What this task involves
Copy every line of the records below that holds the word "yellow".
**** Material for this exercise ****
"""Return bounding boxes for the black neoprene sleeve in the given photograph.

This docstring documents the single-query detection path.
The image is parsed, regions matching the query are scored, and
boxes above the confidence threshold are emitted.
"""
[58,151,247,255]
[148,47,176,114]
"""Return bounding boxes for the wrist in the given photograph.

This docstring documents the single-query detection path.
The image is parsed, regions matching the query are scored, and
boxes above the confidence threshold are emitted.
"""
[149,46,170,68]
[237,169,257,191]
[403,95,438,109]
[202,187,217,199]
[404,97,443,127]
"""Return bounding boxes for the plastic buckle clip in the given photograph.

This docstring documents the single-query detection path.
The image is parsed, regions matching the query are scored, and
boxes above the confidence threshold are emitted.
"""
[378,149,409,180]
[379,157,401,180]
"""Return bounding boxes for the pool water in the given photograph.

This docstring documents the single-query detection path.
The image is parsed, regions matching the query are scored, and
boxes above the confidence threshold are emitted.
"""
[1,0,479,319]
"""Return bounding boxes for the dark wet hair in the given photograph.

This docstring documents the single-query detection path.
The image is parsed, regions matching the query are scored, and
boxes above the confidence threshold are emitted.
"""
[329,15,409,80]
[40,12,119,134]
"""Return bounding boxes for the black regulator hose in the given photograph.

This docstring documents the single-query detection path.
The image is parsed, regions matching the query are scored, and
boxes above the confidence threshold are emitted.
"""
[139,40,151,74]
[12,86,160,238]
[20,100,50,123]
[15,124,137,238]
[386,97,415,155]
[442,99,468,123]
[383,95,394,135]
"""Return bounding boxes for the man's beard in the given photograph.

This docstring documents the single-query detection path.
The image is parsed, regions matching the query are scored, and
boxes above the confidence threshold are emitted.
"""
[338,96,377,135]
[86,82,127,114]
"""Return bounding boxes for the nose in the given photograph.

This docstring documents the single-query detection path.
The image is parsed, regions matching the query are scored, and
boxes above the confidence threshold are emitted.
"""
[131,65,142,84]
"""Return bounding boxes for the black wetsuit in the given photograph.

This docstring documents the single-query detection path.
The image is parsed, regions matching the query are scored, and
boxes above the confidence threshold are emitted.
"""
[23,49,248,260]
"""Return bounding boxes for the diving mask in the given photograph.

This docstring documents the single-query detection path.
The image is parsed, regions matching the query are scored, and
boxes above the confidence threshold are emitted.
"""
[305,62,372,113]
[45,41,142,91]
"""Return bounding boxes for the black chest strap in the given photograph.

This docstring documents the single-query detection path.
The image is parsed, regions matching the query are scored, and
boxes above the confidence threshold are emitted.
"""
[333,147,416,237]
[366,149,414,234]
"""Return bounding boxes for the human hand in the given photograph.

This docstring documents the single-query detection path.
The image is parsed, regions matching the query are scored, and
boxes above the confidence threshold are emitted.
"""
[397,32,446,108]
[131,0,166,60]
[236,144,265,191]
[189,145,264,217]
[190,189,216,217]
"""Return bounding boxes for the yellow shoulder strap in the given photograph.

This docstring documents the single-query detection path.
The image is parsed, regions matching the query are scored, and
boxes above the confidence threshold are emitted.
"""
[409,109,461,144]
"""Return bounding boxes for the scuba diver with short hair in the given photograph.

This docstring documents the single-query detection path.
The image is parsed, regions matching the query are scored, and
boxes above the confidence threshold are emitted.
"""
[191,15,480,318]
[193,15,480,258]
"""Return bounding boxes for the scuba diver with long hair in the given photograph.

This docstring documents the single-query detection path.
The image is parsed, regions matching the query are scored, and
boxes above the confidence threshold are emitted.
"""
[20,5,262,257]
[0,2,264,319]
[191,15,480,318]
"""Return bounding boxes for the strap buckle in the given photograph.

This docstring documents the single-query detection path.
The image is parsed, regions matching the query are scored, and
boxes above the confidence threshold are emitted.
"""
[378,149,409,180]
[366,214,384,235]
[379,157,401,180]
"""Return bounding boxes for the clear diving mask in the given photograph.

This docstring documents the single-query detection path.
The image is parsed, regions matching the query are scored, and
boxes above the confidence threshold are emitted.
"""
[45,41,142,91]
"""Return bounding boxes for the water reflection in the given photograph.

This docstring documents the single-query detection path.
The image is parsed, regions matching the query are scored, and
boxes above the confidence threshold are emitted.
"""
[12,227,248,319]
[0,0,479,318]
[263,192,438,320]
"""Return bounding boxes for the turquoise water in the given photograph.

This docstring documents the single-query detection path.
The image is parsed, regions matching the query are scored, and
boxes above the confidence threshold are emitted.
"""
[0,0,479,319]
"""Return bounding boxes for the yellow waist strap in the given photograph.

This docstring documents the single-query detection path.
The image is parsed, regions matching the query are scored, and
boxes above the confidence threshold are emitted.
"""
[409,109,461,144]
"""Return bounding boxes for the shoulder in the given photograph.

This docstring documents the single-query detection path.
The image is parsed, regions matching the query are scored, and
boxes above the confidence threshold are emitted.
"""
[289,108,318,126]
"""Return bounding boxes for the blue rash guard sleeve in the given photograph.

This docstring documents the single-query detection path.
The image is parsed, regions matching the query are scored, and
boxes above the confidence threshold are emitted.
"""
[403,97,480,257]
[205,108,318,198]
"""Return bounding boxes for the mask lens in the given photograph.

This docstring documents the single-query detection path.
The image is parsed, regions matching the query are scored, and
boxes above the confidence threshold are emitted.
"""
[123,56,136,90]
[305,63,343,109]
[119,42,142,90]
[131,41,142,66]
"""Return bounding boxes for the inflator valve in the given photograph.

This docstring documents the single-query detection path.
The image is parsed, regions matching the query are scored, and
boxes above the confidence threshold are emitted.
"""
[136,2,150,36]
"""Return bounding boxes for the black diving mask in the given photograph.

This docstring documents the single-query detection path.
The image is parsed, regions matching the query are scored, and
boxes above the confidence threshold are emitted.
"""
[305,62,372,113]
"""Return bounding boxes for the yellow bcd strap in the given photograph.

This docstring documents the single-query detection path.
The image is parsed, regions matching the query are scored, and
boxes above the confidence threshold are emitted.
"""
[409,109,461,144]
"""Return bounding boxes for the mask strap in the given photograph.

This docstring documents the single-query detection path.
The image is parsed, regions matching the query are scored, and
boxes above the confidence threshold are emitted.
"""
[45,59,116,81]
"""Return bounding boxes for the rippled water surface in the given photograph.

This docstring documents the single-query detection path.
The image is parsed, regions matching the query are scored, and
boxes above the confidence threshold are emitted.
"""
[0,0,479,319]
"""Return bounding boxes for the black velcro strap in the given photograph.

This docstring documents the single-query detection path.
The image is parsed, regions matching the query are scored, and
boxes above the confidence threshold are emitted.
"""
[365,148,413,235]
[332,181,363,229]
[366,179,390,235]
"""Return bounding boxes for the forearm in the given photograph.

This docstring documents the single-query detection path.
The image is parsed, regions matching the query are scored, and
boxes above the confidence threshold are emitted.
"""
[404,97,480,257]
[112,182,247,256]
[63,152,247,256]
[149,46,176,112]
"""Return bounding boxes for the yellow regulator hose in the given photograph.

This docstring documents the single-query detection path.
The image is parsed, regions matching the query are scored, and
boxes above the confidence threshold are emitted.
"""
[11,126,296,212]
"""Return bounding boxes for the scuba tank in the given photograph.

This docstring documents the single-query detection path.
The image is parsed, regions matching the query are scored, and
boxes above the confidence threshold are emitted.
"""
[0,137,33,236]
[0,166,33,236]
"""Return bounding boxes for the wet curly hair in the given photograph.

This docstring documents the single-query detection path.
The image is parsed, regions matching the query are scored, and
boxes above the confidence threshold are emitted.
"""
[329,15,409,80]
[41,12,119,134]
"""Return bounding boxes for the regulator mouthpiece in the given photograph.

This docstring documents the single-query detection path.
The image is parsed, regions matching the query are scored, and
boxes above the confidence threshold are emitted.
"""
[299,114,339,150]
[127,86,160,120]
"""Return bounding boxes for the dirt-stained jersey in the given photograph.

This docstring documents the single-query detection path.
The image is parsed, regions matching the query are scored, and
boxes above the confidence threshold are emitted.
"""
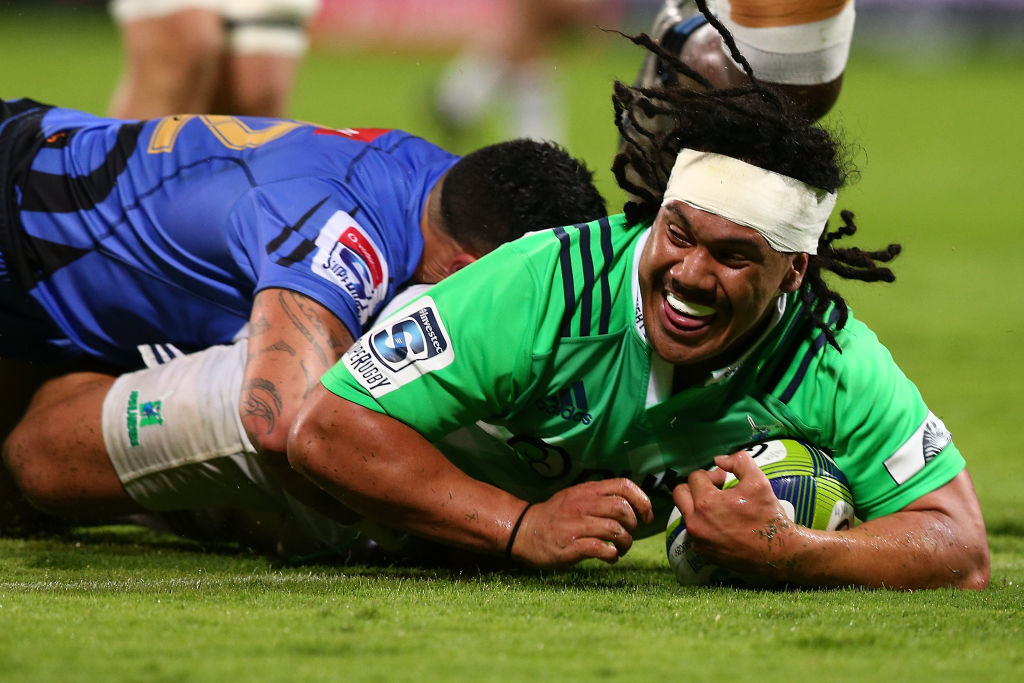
****
Task result
"""Return bounding boxes for the yellow shoulder strap in the given photograph.
"""Return bounding boxes for the yellow waist strap in the given photograph.
"""Return bounding boxes for the yellow bcd strap in the given photograph.
"""Return bounding boxes for the yellow regulator hose in the given photograph.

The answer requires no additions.